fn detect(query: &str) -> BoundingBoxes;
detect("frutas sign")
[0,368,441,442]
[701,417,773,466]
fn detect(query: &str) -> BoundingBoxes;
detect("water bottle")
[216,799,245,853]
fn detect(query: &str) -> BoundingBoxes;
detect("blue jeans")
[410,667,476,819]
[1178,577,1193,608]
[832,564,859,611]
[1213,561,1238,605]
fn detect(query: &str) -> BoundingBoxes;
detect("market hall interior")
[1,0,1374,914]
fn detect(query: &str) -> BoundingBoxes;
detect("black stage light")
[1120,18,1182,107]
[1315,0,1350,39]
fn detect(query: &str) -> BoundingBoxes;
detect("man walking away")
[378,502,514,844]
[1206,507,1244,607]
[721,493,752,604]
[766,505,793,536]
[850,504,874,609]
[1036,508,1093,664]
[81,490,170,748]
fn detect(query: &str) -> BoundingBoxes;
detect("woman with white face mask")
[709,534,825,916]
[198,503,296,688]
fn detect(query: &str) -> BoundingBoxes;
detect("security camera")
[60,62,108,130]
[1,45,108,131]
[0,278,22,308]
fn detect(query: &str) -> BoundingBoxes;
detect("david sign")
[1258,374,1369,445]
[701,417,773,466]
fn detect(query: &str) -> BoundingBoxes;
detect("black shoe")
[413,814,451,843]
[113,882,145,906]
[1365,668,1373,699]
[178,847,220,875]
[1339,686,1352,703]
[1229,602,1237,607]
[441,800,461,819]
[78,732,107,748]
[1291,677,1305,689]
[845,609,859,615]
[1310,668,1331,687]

+===+

Exercise instructions »
Write each entry out again. Do not change a word.

Task response »
fn detect(query: &str) -> BoundingBoxes;
detect("frutas sign")
[0,368,441,442]
[701,417,773,466]
fn detect(query: &str) -> BoundingBoxes;
detect("water bottle")
[216,799,245,853]
fn detect(query: &str) -> BoundingBoxes;
detect("blue jeans")
[410,667,476,819]
[1178,577,1193,608]
[832,564,859,611]
[1213,561,1238,605]
fn detect(query: &str) -> BoundingBoxes;
detect("market hall interior")
[1,0,1374,914]
fn detect(query: &str) -> BoundingBoxes;
detect("black stage light")
[1120,18,1182,107]
[1315,0,1350,39]
fn detect(query: &str) -> BoundingBoxes;
detect("man walking away")
[378,502,514,844]
[1206,507,1244,607]
[721,493,752,604]
[766,505,793,536]
[850,504,874,609]
[1036,508,1093,664]
[81,490,170,748]
fn detect(query: &str) -> BoundingBoxes;
detect("woman with white face mask")
[709,534,825,916]
[198,503,296,688]
fn detect(query: &str) -> BoundingBoxes;
detect("security camera")
[60,62,108,130]
[1,45,108,131]
[0,278,22,308]
fn detect(query: &str) -> BoundingBoxes;
detect("david sign")
[1258,374,1369,445]
[701,417,773,466]
fn detect(query: &str) -> BoundingBoxes;
detect("black shoe")
[413,814,451,843]
[113,882,145,906]
[1365,668,1373,699]
[178,847,220,875]
[1339,686,1352,703]
[1229,602,1237,607]
[441,800,461,819]
[78,732,107,748]
[1291,677,1305,689]
[845,609,859,615]
[1310,668,1331,687]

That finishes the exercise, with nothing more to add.